Excerpted text:
════════════════════

MultiModalHackVAE

A multi-modal Variational Autoencoder trained on NetHack game states for representation learning.

Model Description

This model is a MultiModalHackVAE that learns compact representations of NetHack game states by processing:

Game character grids (21x79)
Color information
Game statistics (blstats)
Message text
Bag of glyphs
Hero information (role, race, gender, alignment)

Model Details

Model Type: Multi-modal Variational Autoencoder
Framework: PyTorch
Dataset: NetHack Learning Dataset
Latent Dimensions: 96
Low-rank Dimensions: 0

Usage

from train import load_model_from_huggingface
import torch

# Load the model
model = load_model_from_huggingface("CatkinChen/nethack-vae")

# Example usage with synthetic data
batch_size = 1
game_chars = torch.randint(32, 127, (batch_size, 21, 79))
game_colors = torch.randint(0, 16, (batch_size, 21, 79))
blstats = torch.randn(batch_size, 27)
msg_tokens = torch.randint(0, 128, (batch_size, 256))
hero_info = torch.randint(0, 10, (batch_size, 4))

with torch.no_grad():
    output = model(
        glyph_chars=game_chars,
        glyph_colors=game_colors,
        blstats=blstats,
        msg_tokens=msg_tokens,
        hero_info=hero_info
    )
    latent_mean = output['mu']
    latent_logvar = output['logvar']
    lowrank_factors = output['lowrank_factors']

Training

This model was trained using adaptive loss weighting with:

Embedding warm-up for quick convergence
Gradual raw reconstruction focus
KL beta annealing for better latent structure

Citation

If you use this model, please consider citing:

@misc{nethack-vae,
  title={MultiModalHackVAE: Multi-modal Variational Autoencoder for NetHack},
  author={Xu Chen},
  year={2025},
  url={https://huggingface.co/CatkinChen/nethack-vae}
}

════════════════════

Entries:
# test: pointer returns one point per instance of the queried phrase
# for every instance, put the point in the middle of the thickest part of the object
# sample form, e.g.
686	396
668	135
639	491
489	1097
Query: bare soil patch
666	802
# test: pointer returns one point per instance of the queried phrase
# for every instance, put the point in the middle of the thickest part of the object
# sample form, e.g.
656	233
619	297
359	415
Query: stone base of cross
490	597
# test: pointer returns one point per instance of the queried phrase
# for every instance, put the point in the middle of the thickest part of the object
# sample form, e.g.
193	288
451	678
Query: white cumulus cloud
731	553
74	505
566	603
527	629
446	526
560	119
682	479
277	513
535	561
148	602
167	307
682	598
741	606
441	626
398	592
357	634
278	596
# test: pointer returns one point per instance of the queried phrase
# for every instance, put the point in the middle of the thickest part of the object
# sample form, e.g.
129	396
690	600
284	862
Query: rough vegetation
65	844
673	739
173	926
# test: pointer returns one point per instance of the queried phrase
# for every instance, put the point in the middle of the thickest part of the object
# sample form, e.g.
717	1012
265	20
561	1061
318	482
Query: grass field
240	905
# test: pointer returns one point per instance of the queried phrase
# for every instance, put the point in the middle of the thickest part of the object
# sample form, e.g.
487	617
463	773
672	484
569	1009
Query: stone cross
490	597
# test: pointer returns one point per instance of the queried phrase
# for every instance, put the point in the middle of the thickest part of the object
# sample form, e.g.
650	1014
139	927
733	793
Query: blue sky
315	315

════════════════════

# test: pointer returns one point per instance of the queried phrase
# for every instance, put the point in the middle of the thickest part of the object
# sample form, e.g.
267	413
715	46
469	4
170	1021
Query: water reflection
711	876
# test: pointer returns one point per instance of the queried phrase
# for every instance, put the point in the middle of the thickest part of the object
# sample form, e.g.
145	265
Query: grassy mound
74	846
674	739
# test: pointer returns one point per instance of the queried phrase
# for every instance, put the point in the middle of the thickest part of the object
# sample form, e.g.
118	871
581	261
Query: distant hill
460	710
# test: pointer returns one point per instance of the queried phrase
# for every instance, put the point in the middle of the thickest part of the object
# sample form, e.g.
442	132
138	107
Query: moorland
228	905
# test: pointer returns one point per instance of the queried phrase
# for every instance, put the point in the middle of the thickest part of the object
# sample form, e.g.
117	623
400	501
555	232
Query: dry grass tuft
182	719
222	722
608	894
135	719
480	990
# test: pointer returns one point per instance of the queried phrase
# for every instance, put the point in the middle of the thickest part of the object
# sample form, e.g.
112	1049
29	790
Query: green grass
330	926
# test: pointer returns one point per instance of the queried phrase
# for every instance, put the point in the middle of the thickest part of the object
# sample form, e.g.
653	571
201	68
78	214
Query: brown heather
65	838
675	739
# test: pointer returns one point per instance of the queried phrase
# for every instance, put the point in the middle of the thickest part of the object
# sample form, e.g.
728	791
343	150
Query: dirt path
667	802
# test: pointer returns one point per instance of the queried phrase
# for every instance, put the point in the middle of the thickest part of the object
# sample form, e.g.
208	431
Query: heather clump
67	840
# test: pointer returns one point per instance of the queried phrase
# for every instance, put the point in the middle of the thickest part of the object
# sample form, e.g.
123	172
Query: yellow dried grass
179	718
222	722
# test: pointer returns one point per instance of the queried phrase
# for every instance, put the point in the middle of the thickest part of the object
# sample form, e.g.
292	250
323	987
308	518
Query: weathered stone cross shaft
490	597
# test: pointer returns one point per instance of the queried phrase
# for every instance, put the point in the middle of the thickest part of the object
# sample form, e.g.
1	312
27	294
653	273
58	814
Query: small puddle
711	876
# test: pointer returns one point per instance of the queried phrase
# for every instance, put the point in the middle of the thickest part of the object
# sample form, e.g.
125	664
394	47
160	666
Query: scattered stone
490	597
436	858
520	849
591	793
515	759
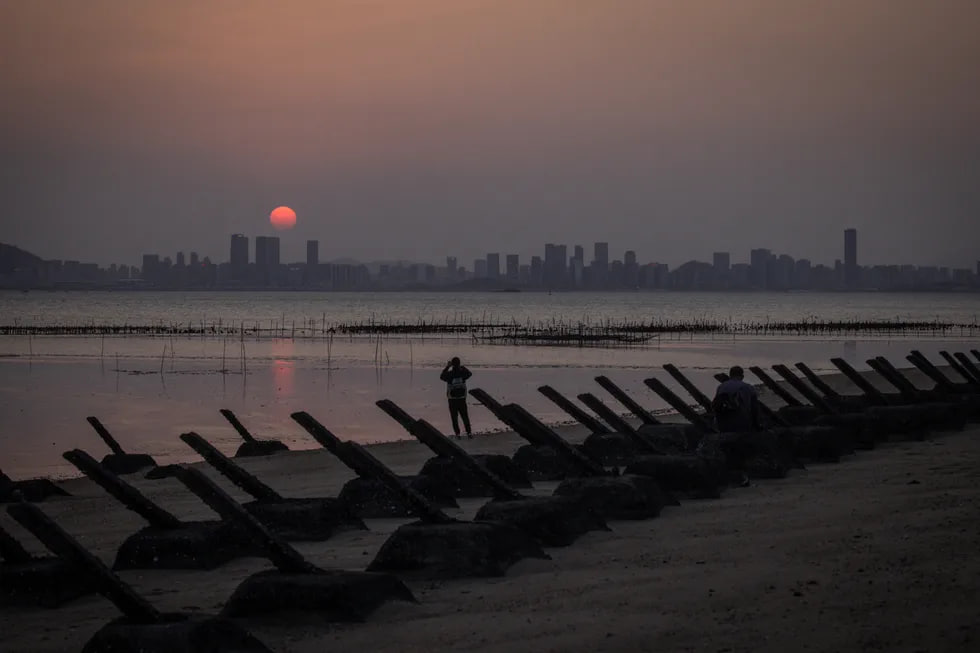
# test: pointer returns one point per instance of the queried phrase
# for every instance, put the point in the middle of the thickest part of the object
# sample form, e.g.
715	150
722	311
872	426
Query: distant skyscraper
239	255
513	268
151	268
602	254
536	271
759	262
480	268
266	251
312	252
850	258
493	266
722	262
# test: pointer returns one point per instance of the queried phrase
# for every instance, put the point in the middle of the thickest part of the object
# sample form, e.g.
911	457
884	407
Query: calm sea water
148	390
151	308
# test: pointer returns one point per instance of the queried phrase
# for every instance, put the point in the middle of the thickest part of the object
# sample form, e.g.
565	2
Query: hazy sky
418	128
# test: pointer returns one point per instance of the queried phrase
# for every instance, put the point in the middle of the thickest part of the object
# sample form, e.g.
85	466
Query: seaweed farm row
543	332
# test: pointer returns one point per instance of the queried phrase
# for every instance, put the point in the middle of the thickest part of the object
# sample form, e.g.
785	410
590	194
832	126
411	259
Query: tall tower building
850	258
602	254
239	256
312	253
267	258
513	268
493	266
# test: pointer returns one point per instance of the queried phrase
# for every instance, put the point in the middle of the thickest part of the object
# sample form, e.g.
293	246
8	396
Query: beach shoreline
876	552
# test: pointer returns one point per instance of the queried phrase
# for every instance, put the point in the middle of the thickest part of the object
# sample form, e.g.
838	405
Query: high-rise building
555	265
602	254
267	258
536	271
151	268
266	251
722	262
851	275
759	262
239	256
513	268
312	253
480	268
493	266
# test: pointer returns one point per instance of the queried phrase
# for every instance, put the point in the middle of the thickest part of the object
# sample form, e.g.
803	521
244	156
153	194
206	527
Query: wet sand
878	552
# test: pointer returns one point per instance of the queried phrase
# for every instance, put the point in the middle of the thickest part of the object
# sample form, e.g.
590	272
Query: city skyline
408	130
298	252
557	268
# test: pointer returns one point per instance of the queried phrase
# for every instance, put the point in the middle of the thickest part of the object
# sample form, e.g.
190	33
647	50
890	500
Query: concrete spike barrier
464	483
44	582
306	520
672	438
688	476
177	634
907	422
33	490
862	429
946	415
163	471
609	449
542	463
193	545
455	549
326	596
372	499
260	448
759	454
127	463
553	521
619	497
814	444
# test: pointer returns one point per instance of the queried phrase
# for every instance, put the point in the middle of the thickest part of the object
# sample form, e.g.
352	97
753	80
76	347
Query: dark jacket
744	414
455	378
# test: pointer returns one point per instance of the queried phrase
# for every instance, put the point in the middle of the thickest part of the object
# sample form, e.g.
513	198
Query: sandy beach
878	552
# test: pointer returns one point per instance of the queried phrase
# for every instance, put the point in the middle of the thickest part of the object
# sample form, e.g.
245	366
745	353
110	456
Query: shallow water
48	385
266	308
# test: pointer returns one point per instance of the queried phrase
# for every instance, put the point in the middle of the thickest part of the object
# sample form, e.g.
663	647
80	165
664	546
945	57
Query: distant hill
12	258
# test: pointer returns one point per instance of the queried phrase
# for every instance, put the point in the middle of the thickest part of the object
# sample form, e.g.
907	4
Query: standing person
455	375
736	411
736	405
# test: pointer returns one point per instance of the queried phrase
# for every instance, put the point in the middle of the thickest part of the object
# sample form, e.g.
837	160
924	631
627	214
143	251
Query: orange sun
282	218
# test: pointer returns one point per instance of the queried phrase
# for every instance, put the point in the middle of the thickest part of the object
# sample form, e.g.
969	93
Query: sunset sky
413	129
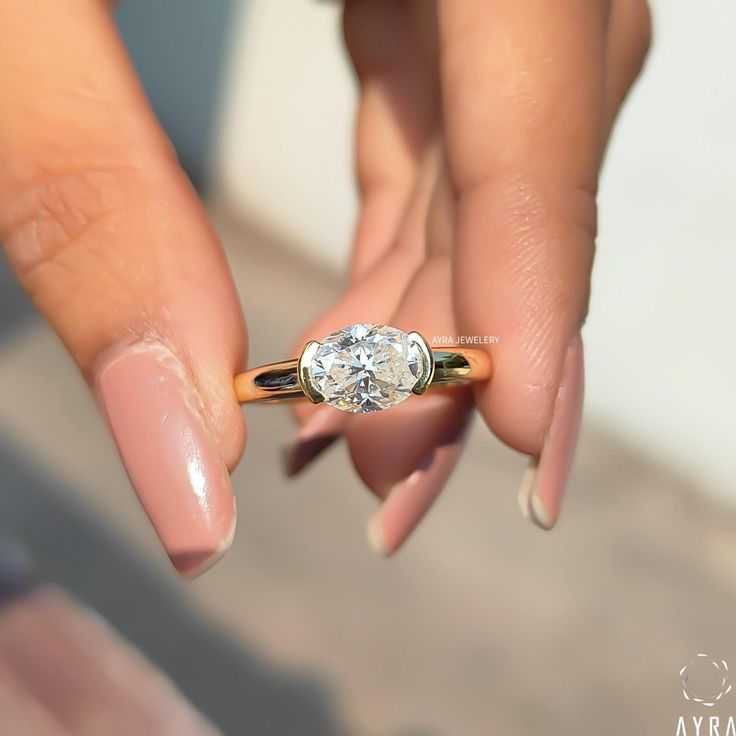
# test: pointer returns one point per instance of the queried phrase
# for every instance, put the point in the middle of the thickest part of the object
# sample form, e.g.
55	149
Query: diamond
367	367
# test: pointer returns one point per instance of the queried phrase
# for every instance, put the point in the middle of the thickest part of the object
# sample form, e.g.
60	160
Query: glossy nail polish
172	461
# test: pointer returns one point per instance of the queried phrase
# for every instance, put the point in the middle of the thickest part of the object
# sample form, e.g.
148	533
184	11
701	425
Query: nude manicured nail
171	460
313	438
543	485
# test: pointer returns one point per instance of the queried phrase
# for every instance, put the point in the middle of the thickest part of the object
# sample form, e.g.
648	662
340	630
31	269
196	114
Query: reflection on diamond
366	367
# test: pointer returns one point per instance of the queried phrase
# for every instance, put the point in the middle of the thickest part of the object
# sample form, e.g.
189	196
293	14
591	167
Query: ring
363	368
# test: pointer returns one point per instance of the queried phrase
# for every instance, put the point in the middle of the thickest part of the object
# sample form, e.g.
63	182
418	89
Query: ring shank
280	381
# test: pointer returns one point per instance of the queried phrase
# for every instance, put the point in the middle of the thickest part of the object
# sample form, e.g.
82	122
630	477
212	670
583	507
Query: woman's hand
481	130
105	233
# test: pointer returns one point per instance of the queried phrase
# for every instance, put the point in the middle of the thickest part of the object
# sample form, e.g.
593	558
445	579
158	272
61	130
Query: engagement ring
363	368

════════════════════

Problem:
Using the model card for the NetHack variational autoencoder, decide whether each statement agrees with it: (a) the latent space has 96 dimensions; (b) the model was built with TensorFlow; (c) training included KL beta annealing. Answer yes or no for each and quote the deciding words.

Written answer:
(a) Yes: "Latent Dimensions: 96"
(b) No: "Framework: PyTorch"
(c) Yes: "KL beta annealing for better latent structure"